● Extract
______

Coming out of the financial crisis, CFPB and also the prudential agencies have all emphasized UDAAP and fair lending as critical priorities. While technical rules continue to proliferate, the highest consumer regulatory risks for US banks today concentrate overwhelmingly in areas where product terms and practices are viewed by regulators as deceptive, unfair, or discriminatory.

Furthermore, this trend will only intensify as the sheer speed of technology change forces regulators to rely more on principles than rules, simply because detailed rules will increasingly lag behind market and product transformation.

On the innovation front, too, U.S. regulators are also starting to shift gears.

• Comptroller of the Currency Thomas Curry appointed a task force last year on Responsible Innovation, addressing both consumer protection and prudential regulation. In announcing the initiative, Curry noted that regulators have a cultural “tendency to say no,” and that the OCC needs to build a deep understanding of technology change, along with an ability to be “nimble.” The agency may issue a report this spring.

• Similarly, the Federal Reserve Bank of San Francisco held a first-ever conference last year on innovation and regulation, with participants drawn from industry, Silicon Valley, consumer advocates, and think tanks.

• The Treasury Department, too, held a conference on financial inclusion with a strong innovation focus late last year.

______

● Excerpts of location labeling data
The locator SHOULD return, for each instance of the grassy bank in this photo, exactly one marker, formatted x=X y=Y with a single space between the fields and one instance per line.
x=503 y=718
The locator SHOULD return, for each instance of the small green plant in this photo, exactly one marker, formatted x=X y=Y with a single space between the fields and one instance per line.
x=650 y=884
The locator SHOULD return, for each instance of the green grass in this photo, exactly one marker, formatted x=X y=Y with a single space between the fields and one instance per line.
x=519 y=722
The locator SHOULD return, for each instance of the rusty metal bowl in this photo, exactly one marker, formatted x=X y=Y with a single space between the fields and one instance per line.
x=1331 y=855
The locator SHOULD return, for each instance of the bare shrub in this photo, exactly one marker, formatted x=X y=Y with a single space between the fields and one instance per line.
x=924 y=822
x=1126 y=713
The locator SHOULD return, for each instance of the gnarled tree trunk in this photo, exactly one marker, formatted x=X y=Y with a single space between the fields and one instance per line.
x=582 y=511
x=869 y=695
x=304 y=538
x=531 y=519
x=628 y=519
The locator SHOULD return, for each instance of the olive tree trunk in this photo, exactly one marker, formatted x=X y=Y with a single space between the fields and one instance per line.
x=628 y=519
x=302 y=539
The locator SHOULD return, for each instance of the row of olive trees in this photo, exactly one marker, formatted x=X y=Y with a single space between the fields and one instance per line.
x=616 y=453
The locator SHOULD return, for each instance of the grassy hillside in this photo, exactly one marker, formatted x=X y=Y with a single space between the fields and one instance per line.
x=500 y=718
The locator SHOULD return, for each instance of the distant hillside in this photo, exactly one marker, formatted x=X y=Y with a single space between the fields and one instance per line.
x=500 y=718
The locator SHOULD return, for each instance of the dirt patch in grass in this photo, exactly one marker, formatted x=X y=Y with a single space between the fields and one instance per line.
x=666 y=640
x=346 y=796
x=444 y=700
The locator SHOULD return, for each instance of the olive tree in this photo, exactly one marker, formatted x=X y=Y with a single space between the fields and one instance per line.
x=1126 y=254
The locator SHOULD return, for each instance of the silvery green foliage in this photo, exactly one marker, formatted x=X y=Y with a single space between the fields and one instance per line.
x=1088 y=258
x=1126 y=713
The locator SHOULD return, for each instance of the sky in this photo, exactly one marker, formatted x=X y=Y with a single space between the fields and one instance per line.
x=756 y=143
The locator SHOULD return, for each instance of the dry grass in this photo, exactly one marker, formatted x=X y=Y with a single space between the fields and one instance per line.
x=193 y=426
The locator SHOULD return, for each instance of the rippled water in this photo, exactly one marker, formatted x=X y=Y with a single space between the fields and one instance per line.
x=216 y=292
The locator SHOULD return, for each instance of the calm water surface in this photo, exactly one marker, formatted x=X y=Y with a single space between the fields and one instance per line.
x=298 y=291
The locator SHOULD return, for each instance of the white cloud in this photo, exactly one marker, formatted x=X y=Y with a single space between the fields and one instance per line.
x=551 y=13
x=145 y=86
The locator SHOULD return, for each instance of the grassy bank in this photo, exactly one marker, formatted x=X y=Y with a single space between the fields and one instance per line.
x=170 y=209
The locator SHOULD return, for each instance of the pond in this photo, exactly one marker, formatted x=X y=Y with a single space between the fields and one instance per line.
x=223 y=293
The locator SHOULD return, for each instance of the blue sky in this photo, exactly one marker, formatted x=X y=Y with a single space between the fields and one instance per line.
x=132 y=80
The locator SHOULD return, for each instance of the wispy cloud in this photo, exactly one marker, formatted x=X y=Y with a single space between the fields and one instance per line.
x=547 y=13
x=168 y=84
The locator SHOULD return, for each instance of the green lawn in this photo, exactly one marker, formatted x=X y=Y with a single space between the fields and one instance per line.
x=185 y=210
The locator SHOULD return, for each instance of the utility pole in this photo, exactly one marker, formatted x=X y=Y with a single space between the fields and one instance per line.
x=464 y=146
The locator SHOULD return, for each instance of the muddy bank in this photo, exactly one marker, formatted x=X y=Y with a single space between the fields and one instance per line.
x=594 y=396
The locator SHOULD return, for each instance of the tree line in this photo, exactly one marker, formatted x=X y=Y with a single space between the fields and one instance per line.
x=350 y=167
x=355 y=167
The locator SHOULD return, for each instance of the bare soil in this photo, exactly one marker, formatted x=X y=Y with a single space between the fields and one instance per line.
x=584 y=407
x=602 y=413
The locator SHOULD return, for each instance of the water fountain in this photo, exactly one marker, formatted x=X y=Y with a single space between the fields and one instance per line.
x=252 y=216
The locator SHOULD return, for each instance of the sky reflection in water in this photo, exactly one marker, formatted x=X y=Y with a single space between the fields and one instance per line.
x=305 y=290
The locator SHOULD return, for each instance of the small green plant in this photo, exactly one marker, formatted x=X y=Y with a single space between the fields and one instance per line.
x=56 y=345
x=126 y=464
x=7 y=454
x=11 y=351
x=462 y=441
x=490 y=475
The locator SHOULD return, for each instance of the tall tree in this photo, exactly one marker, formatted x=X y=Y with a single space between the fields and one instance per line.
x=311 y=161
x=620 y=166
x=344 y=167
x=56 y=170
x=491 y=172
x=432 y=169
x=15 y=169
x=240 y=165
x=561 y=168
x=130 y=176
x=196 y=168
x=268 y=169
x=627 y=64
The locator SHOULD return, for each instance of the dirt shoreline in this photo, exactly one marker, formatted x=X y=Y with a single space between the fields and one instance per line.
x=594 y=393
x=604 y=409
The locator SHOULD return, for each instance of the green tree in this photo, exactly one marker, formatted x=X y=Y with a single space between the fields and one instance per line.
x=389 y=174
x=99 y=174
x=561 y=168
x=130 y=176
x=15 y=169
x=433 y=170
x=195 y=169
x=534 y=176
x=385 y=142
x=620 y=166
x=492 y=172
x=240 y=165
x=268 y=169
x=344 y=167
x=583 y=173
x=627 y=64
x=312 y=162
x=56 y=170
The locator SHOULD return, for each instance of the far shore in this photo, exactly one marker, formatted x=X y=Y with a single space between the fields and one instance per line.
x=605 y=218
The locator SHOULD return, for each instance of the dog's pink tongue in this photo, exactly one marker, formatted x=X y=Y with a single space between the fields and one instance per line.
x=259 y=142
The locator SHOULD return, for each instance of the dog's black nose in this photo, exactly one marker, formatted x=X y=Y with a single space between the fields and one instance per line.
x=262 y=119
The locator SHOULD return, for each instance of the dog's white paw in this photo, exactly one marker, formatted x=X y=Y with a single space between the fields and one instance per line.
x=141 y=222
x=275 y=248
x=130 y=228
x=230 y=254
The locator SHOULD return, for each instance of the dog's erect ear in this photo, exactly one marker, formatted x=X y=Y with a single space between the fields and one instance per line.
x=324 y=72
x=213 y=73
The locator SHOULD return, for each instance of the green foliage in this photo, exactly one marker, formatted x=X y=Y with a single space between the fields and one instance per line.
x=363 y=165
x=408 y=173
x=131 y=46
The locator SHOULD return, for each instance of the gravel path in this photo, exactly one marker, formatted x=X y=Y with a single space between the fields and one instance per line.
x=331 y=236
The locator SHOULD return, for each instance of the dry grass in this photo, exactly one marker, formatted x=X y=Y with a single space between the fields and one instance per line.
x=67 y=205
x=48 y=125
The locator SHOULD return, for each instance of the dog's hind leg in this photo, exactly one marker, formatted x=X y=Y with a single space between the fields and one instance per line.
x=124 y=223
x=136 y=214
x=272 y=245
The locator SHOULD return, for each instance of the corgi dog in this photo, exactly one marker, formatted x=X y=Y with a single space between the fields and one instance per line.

______

Answer these questions from the text on U.S. bank regulation:
(a) Which two areas have the CFPB and the prudential agencies emphasized as critical priorities?
(b) What did Comptroller of the Currency Thomas Curry appoint a task force on last year?
(c) Which department held a conference on financial inclusion late last year?
The lines are unrelated to the text on U.S. bank regulation.

● Expected answer
(a) UDAAP and fair lending
(b) Responsible Innovation
(c) The Treasury Department